## 学習テキスト
================================
J-STORIES ー 新型コロナウイルス規制の緩和や、2022年以来続いている円安などの後押しを受け、東京が世界の観光都市としての存在感を高めている。
市場調査会社による昨年度(2023年)の世界の観光都市ランキングにおいて、東京都は2022年度の20位から一気に4位にまで躍進し、東京都の発表でも外国人観光客数、観光消費額のいずれも過去最高を記録した。
こうした中、日本が誇るデジタル技術を駆使して新たな観光資源をつくり、東京の国際観光都市としての競争力を更に強化する試みとして、東京都が始めているのがプロジェクションマッピングだ。
プロジェクションマッピングは、東京都庁第一本庁舎の東側壁面にて行われている。誰でも無料で観覧でき、荒天時を除き、毎日日没以降に数回の上映が行われている。
================================
## 理解度の確認
1. 東京の観光とプロジェクションマッピングに関する学習テキストについて、次の記述(a)〜(c)がそれぞれ本文と合致するかどうかを「はい」または「いいえ」で答え、判断の根拠となる本文の語句をそのまま引用してください。
(a) 東京都は2022年度の世界の観光都市ランキングで4位であった。
(b) プロジェクションマッピングは東京都庁第一本庁舎の東側壁面で行われている。
(c) プロジェクションマッピングの観覧には料金が必要である。
2. 東京の観光とプロジェクションマッピングに関する学習テキストを、その最後の文の後から書き継いでください。

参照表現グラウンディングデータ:
================================
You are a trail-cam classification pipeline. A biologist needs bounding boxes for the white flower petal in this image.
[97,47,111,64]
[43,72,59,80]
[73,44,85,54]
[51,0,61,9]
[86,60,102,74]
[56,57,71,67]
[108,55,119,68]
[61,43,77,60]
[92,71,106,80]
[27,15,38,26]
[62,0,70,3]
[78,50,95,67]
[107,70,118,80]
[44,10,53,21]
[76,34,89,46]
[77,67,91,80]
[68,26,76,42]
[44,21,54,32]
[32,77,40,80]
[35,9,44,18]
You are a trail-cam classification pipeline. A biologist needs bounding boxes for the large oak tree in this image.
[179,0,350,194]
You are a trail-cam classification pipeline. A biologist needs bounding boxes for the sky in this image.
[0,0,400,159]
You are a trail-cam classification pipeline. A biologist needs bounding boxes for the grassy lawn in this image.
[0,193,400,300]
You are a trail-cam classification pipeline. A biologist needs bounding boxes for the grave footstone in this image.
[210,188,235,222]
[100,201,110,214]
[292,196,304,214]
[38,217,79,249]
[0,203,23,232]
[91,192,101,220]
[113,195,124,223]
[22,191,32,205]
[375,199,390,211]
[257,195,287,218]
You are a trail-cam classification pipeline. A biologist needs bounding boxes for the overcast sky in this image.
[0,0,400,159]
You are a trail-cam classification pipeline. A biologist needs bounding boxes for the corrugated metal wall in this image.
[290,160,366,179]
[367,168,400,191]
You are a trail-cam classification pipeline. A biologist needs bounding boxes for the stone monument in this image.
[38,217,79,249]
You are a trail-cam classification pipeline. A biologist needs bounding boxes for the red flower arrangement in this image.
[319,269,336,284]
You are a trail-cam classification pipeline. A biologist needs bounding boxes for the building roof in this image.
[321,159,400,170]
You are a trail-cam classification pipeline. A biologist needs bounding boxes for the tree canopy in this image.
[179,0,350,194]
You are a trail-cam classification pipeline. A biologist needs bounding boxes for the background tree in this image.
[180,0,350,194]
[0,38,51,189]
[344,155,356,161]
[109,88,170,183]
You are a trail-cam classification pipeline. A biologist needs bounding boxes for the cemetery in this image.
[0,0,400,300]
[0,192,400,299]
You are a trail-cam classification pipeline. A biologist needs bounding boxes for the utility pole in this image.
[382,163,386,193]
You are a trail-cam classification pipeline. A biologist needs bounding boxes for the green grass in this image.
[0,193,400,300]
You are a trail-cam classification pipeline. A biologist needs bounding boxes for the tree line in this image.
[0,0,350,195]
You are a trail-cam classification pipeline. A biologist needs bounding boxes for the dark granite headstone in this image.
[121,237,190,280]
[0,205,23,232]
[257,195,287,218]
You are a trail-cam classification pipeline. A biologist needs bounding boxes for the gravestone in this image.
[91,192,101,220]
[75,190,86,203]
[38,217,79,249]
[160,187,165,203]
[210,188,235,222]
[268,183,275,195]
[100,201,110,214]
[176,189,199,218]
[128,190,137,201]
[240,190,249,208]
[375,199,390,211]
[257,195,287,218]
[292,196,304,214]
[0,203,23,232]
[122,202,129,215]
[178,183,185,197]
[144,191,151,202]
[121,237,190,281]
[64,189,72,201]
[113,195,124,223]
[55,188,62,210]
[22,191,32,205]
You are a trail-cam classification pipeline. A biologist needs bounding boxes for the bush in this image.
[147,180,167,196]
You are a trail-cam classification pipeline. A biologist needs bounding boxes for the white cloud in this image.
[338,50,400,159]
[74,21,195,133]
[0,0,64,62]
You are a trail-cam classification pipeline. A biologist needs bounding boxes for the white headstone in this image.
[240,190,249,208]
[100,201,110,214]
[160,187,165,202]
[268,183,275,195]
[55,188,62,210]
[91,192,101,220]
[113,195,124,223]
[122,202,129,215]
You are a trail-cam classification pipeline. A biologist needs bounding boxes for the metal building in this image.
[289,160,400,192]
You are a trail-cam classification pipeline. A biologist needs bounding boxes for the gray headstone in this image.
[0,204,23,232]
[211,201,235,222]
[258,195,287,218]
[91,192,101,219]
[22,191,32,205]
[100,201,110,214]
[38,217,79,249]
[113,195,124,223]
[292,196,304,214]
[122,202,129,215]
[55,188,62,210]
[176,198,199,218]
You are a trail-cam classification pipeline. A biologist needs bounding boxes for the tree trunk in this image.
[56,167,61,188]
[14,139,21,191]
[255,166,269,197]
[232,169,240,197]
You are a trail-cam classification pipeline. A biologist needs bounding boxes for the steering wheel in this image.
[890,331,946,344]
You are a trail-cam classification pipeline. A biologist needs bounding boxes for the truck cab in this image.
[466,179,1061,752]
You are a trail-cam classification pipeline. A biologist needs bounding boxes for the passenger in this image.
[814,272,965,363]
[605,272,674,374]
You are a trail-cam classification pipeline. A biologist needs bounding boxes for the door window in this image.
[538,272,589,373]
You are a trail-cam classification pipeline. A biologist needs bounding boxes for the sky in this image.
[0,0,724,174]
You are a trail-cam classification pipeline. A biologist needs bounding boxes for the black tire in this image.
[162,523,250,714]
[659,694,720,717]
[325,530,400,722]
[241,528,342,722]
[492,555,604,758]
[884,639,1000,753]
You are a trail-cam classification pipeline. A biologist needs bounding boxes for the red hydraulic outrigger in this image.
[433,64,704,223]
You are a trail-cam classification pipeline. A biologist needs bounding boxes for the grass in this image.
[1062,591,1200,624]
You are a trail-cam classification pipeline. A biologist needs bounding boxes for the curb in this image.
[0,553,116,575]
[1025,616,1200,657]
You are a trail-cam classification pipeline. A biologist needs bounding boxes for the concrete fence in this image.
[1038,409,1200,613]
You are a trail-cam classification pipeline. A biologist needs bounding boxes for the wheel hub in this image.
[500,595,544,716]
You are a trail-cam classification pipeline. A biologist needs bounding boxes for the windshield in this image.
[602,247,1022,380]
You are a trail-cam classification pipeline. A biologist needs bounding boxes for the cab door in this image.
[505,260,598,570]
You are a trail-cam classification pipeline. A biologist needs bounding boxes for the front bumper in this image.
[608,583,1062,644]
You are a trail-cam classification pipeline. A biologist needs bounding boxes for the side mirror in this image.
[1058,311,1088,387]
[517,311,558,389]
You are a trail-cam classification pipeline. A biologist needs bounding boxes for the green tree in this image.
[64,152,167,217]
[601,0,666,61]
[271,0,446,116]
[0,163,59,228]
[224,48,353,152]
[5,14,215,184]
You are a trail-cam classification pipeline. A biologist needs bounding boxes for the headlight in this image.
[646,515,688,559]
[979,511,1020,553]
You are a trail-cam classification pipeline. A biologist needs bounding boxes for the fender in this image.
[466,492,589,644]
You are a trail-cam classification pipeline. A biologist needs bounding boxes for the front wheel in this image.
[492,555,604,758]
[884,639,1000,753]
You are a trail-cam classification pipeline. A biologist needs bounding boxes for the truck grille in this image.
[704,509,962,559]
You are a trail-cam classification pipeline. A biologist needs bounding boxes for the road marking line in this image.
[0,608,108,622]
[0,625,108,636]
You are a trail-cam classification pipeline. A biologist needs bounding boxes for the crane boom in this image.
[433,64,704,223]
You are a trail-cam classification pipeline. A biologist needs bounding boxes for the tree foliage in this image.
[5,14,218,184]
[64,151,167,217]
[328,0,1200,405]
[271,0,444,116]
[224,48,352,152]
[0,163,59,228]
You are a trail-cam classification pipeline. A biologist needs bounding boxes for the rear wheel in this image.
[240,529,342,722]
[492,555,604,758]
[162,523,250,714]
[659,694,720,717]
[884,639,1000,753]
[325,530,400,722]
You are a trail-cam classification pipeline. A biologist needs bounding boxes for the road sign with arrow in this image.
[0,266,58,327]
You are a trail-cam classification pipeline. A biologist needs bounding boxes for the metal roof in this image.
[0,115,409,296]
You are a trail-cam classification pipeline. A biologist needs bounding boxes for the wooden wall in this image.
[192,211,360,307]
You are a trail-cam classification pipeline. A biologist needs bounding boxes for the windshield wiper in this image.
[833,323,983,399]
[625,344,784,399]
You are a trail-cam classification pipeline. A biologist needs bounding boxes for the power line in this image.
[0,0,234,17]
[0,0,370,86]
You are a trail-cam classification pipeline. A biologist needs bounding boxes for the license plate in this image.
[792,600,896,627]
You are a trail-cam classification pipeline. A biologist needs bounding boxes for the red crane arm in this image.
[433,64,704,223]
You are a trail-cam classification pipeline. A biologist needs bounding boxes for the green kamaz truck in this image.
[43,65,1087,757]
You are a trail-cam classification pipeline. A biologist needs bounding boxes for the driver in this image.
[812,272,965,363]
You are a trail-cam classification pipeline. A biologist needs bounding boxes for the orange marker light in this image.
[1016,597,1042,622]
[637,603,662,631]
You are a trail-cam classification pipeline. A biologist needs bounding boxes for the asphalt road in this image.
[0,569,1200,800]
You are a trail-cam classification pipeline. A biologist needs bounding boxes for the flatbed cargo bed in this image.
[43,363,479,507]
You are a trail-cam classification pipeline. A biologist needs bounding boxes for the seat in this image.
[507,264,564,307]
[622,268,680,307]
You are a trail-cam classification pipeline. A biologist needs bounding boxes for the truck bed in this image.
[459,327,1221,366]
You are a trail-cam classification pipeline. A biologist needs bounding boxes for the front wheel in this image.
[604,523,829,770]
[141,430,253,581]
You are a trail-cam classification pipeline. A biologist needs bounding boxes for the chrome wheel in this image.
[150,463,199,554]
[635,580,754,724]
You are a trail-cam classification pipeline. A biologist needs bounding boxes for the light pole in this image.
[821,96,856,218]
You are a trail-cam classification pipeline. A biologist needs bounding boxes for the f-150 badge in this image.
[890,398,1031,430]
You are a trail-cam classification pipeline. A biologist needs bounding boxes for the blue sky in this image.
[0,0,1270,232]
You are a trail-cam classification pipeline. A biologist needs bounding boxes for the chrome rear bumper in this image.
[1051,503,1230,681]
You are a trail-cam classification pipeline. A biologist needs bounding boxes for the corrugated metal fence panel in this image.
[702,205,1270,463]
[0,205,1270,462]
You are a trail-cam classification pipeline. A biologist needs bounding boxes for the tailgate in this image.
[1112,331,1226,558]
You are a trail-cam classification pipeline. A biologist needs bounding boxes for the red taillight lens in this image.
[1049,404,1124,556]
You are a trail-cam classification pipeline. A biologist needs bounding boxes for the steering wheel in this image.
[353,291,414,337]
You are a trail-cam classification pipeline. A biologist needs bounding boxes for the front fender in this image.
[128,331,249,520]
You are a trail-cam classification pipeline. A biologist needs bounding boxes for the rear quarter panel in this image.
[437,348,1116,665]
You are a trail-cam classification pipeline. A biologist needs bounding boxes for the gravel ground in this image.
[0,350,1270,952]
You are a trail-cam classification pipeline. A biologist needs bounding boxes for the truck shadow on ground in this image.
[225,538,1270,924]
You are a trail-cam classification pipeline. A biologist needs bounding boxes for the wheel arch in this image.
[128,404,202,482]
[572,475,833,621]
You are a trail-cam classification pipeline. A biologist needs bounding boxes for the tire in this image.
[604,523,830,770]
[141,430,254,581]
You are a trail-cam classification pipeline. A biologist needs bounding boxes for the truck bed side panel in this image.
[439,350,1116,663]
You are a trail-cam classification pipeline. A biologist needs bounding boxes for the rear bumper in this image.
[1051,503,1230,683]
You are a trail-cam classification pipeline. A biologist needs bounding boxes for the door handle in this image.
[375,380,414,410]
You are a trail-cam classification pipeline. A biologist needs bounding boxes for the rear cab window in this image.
================================
## 演習の解答
1.
(a) いいえ。「東京都は2022年度の20位から一気に4位にまで躍進し」
(b) はい。「プロジェクションマッピングは、東京都庁第一本庁舎の東側壁面にて行われている」
(c) いいえ。「誰でも無料で観覧でき」

2.
幅110メートル、高さ126メートル(約14,000㎡)の巨大な壁面に、40台のプロジェクターで投影されており、「最大の建築物へのプロジェクションマッピングの展示(常設)」として、ギネス世界記録にも認定された。

投影される内容は多彩で、100メートル近くあるゴジラが都庁に襲いかかる「ゴジラ都庁襲撃」や、自然と人間の調和をテーマにした最新作「シナジー」などこれまで10作が作られている。

こうした投影は早くも海外観光客などの関心を呼び、もっとも人気の高いゴジラの投影は一日に約1万人を集客するなど、投影開始から4か月で延べ約24万人が観覧に訪れる東京の新たな観光スポットとなっている。


オーストリアから家族で観光で来たというサム・メドリーストさんは、「昼はスカイツリーで観光し、ここの噂を聞いて夜の観光をここにすることにしました。ショーを楽しめました」とJ-STORIESに満足そうに話した。
またウェブサイトを見て知り、トルコ人の友人と一緒に観覧に来たチャン・ユーさん(台湾)は、「これほどの大きいスケールのプロジェクションマッピングは始めて」だとして、「ぜひ友達にも勧めたい」と話した。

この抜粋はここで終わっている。